Entries taken from a collection
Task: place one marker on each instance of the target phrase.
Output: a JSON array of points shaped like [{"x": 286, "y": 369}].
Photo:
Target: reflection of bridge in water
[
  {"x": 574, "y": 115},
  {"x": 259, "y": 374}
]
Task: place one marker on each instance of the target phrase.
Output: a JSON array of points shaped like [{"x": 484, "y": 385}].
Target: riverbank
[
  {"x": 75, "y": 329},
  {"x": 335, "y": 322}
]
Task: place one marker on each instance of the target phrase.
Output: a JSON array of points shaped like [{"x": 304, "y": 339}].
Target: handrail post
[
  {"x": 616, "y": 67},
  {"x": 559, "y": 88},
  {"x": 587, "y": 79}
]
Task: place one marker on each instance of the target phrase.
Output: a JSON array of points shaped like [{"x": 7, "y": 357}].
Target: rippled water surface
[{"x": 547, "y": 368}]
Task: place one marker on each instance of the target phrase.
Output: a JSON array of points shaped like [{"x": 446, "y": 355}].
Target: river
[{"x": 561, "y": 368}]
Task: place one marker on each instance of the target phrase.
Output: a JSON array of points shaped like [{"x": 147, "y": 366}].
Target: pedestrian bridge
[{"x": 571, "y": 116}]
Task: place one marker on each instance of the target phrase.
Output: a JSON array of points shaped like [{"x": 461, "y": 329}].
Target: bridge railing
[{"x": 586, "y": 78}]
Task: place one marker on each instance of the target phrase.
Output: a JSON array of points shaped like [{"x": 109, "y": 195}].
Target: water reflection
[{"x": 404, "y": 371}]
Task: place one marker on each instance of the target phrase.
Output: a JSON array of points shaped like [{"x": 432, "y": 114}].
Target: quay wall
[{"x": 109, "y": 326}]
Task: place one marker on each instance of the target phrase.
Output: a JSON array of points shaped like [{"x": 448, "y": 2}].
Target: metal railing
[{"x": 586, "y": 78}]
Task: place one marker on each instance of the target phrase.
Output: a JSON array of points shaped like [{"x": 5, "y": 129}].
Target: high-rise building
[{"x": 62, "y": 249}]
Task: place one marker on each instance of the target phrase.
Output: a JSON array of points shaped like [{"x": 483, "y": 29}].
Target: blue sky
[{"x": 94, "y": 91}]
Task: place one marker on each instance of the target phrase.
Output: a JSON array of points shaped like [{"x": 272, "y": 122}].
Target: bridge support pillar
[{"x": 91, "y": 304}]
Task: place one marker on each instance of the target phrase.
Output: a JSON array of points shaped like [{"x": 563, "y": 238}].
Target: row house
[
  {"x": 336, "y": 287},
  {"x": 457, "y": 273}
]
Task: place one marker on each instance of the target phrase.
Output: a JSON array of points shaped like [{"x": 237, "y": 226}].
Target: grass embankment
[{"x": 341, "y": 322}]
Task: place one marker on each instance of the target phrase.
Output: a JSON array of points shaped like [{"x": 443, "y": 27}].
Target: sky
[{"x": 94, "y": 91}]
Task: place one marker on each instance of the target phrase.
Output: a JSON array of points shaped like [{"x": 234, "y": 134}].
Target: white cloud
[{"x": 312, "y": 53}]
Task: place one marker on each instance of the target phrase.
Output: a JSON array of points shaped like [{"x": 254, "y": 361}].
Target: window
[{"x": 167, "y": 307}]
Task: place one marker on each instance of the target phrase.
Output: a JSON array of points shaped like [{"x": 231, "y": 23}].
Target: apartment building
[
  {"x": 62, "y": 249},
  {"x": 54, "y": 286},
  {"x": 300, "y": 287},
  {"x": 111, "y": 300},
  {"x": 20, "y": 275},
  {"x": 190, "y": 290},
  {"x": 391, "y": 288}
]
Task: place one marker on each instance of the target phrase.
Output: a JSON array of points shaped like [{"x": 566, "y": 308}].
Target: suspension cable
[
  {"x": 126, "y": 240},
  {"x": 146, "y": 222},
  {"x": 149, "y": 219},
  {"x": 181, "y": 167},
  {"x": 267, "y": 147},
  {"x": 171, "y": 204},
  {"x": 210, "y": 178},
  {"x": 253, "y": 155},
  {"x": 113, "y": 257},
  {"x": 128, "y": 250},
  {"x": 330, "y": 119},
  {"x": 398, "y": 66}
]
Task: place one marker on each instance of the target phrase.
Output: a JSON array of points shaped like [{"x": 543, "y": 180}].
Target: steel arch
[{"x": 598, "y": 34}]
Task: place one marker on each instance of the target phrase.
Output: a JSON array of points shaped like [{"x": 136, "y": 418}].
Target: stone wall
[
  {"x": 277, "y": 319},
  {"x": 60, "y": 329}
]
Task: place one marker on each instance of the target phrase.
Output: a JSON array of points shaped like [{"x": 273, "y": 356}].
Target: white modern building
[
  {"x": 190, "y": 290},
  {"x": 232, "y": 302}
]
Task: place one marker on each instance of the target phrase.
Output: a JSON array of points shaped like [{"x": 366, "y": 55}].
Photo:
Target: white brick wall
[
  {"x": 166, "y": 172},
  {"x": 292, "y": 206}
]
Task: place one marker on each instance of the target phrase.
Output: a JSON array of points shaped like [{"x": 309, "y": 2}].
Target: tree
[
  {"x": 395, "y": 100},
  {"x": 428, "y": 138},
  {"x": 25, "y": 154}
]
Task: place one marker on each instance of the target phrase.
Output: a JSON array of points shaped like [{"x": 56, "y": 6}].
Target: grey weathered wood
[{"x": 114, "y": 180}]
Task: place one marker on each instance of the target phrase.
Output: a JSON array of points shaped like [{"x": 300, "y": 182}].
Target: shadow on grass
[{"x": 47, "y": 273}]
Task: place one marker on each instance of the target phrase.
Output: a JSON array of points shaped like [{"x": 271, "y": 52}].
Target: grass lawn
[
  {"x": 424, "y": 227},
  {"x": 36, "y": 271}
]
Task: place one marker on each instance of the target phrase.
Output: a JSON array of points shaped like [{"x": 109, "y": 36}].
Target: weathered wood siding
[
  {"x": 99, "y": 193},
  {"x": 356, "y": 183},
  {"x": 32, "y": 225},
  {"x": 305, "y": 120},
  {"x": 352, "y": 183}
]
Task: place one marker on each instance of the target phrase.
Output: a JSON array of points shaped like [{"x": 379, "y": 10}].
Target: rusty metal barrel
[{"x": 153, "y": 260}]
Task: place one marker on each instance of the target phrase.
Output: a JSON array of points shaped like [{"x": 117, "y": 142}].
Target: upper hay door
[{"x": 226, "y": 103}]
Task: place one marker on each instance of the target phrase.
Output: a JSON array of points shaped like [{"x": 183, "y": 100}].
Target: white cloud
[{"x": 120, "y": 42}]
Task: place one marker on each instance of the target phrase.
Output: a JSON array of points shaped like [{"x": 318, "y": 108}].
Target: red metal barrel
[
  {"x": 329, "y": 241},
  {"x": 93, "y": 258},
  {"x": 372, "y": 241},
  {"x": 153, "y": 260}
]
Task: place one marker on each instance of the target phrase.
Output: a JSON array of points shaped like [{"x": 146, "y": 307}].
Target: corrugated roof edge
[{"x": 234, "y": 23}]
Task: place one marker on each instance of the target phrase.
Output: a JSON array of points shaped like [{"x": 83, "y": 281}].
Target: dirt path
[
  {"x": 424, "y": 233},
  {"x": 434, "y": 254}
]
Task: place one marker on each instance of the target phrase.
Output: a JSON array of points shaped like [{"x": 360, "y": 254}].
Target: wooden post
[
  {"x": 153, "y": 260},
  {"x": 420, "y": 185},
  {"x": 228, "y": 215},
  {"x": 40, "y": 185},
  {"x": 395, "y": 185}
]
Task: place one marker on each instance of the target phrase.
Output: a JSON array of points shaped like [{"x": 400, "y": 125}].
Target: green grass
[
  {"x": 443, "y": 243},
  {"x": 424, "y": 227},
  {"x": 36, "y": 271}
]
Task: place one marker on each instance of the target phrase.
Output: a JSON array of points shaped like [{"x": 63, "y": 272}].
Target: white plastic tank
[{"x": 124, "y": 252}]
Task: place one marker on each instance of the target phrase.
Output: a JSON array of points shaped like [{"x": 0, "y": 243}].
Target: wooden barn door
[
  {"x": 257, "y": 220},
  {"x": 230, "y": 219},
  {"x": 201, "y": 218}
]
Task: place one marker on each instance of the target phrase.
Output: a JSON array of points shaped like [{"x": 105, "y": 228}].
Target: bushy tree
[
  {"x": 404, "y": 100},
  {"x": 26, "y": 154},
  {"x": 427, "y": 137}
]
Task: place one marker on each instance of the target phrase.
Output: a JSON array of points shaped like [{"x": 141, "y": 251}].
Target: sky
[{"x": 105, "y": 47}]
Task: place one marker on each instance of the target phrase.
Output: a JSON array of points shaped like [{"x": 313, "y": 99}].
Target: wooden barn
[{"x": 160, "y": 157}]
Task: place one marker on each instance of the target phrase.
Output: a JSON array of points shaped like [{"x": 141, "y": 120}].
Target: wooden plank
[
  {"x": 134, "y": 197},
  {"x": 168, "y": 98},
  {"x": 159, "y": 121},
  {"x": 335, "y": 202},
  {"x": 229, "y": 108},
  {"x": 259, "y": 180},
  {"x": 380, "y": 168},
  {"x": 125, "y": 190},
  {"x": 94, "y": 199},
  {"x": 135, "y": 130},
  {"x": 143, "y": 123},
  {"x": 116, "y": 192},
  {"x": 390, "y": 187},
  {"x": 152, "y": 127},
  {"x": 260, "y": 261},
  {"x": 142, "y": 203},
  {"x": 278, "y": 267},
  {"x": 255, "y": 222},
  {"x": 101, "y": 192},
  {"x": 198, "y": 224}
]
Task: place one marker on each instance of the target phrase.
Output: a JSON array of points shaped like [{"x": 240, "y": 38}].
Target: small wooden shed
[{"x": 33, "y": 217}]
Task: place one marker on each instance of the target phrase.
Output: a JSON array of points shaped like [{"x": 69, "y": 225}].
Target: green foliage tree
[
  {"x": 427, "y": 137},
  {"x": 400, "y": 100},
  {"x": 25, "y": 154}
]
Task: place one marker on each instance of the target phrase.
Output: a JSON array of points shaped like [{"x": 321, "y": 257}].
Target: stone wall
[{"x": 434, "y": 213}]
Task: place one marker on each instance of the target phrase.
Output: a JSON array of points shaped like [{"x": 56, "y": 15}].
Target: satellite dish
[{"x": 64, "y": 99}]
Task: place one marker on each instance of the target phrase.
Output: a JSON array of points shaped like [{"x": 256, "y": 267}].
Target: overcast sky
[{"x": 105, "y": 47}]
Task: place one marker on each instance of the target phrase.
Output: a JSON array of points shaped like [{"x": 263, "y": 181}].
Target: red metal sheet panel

**What to do:**
In the records above, copy exactly the lines from the one that contains "Target: small wooden shed" through the last, and nothing else.

**Response to this exercise:**
Target: small wooden shed
[{"x": 33, "y": 217}]
Task: place one marker on each instance of the target phrase.
Output: a JSON array of points shaped like [{"x": 69, "y": 225}].
Target: green foliage tree
[
  {"x": 427, "y": 137},
  {"x": 400, "y": 100},
  {"x": 25, "y": 154}
]
Task: place one marker on each instance of the target phrase.
Output: a JSON array of points shaped like [{"x": 321, "y": 257}].
Target: stone wall
[{"x": 434, "y": 213}]
Task: place one marker on each instance of the target phrase.
Output: a JSON array of points shaped like [{"x": 56, "y": 15}].
Target: satellite dish
[{"x": 64, "y": 99}]
Task: place one marker on each instance of the target phrase.
Output: a JSON array of points shaped like [{"x": 256, "y": 267}].
Target: overcast sky
[{"x": 105, "y": 47}]
Task: place one marker on each instance of the target phrase.
Output: a JSON array of points shaped like [{"x": 263, "y": 181}].
Target: red metal sheet panel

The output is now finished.